### PROVIDED TEXT ###

A while back, I purchased a pro Angel novel at Half-Price Books: Not Forgotten by Nancy Holder (2000). I was poking around that section in the first place hoping for HL novels, but I was also in the mood for first-season AtS gen, and what really caught my eye was that this volume has no price anywhere on it, and no ISBN number, just a UPC code. My guess was that it was a promotional copy of some sort, or had been packaged with some non-book item.
At any rate, although, in my limited experience, pro TV novels are generally mediocre to wretched -- I'm looking at you, Element of Fire, you waste of trees' lives -- I bought and read this one.

###

WORK ORDER
Can you continue the post about buying the Angel novel Not Forgotten, starting right after its last sentence?

### INFORMATION PROVIDED ###

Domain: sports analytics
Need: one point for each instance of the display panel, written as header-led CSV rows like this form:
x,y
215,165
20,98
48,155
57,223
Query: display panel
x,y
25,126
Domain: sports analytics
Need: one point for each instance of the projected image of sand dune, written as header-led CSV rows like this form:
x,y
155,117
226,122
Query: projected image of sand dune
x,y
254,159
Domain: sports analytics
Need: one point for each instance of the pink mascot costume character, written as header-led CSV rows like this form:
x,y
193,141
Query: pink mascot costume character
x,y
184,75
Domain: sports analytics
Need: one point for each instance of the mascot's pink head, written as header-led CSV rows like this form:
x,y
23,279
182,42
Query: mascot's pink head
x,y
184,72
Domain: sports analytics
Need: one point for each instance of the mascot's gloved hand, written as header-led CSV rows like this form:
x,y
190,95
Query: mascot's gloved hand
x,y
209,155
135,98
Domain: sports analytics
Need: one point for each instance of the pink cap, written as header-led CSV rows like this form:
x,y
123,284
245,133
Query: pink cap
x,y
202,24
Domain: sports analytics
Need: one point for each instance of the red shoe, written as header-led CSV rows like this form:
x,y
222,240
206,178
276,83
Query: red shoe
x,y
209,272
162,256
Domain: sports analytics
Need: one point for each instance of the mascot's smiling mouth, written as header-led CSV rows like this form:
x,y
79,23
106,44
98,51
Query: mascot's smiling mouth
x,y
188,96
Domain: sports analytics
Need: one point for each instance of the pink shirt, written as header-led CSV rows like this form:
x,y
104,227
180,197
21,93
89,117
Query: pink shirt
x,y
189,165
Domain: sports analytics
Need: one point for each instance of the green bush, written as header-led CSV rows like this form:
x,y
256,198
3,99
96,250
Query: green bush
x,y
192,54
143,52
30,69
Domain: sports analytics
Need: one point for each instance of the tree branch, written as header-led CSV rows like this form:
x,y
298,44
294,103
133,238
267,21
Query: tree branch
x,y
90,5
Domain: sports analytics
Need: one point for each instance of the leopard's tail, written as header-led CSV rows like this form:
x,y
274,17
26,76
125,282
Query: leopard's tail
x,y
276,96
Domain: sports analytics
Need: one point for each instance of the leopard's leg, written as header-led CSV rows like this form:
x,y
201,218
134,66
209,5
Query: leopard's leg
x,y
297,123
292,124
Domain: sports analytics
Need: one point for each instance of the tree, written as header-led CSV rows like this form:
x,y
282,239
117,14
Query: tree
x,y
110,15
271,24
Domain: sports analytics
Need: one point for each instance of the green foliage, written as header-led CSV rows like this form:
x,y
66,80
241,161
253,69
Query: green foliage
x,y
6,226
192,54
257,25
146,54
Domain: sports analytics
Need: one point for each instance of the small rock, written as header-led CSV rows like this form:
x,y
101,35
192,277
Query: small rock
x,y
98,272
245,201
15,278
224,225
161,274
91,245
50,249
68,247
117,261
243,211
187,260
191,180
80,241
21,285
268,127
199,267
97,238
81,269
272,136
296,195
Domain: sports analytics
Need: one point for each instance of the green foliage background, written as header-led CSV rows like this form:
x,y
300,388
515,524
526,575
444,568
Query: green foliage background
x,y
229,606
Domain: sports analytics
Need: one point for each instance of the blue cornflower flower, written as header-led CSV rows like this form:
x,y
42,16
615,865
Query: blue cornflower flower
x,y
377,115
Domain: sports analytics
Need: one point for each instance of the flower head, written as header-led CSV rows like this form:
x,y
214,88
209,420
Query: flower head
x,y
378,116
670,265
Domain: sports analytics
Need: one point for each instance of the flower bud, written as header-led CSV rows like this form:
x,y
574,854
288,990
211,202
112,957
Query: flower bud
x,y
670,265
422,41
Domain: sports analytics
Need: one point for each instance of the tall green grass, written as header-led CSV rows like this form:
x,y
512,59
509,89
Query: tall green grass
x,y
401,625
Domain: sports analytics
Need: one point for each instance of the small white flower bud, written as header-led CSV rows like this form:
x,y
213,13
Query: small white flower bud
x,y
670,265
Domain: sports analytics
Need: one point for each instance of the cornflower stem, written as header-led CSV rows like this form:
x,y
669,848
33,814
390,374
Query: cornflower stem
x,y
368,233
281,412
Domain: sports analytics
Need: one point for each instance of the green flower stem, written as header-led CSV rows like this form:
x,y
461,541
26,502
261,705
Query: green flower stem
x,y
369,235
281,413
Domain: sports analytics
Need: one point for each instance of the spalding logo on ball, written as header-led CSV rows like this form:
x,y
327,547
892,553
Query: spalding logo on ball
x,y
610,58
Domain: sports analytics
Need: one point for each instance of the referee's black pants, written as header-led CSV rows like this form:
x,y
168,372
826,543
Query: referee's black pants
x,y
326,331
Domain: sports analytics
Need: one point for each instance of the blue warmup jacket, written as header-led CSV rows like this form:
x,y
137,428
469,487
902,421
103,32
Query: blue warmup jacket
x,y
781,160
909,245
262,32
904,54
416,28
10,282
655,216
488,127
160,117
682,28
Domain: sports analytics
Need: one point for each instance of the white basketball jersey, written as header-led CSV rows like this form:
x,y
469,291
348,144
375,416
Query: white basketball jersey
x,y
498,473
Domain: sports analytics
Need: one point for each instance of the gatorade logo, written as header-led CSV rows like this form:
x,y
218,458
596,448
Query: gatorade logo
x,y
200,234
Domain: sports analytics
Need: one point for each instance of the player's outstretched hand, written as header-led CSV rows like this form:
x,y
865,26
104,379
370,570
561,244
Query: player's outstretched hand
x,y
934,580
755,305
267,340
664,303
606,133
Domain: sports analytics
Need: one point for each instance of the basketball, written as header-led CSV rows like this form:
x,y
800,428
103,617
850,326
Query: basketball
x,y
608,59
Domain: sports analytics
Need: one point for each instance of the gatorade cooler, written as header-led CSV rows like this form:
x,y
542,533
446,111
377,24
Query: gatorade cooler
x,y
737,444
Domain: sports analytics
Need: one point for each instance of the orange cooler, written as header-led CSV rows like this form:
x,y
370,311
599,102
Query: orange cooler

###

RESPONSE TO THE EXERCISE
And while it is spelled and punctuated and paragraphed correctly, putting it far above the last pro "TV tie-in" novel I read, I eventually got the feeling that it had been written before the series even premiered. The author has a fine grasp of Cordelia, but she seems barely acquainted with Angel, and she's so completely at a loss with Doyle that she seems to think he's Scottish on page 213 -- unless that's a joke I'm not getting. Additionally, the novel spends perhaps 70% of its time with its original characters, with the canonical characters off the page entirely. Surely that kind of guest-star domination is not recommended for this genre? One of the original characters is supposed to be a double for Cordelia, but casting Ms. Carpenter in two roles doesn't get you much on the printed page; I'd rather just have more of the canonical characters than an original character I'm told looks like a canonical character.
The book is not incompetent, and it has some enjoyable passages -- mostly with Cordy. But it's going straight to the hospital book cart, no stop on my shelves.